[Start of section]
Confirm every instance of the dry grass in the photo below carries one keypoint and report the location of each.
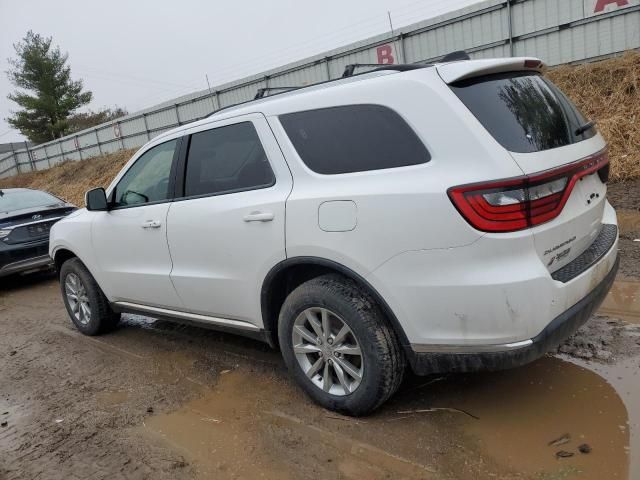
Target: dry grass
(606, 91)
(609, 92)
(70, 179)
[End of section]
▶ _Exercise requirements_
Please retype the listing above word for word, skipping each picture.

▶ _Task answer_
Confirm every instance of the dry grass in the photo below carries one keypoint and report the location of each.
Target: dry grass
(606, 91)
(609, 92)
(70, 179)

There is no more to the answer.